━━ TEXT PROVIDED
RegexBuilder

RegexBuilder is a class that helps you build regular expressions. It is based on the SuperExpressive library. The API uses the fluent builder pattern, and is completely immutable. It is built to be discoverable and predictable.

  • Properties and methods describe what they do in plain English.

  • Order matters! Quantifiers are specified before the thing they change, just like in English (e.g. RegexBuilder().exactly(5).digit().)

  • If you make a mistake, you’ll know how to fix it. Edify will guide you towards a fix if your expression is invalid.

  • subexpressions can be used to create meaningful, reusable components.

.any_char()

.any_char() matches any single character.

from edify import RegexBuilder

# returns re.compile('.')
expr = RegexBuilder().any_char().to_regex()
assert expr.match('a') # Matches
assert expr.match('hello') # Matches

.whitespace_char()

.whitespace_char() matches any whitespace character, including the special whitespace characters: \r\n\t\f\v.

from edify import RegexBuilder

# returns re.compile('\s')
expr = RegexBuilder().whitespace_char().to_regex()
━━━━
━━ DATA BLOCK
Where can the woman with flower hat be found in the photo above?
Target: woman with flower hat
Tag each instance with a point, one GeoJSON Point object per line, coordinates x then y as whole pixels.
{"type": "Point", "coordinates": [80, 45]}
━━━━
* [PROMPT]
Answer these from the RegexBuilder page:
1. Which library is RegexBuilder based on?
2. What does .any_char() match?
3. Which special whitespace characters does .whitespace_char() match?

* [THE COMPLETED TASK]
1. SuperExpressive
2. Any single character
3. \r\n\t\f\v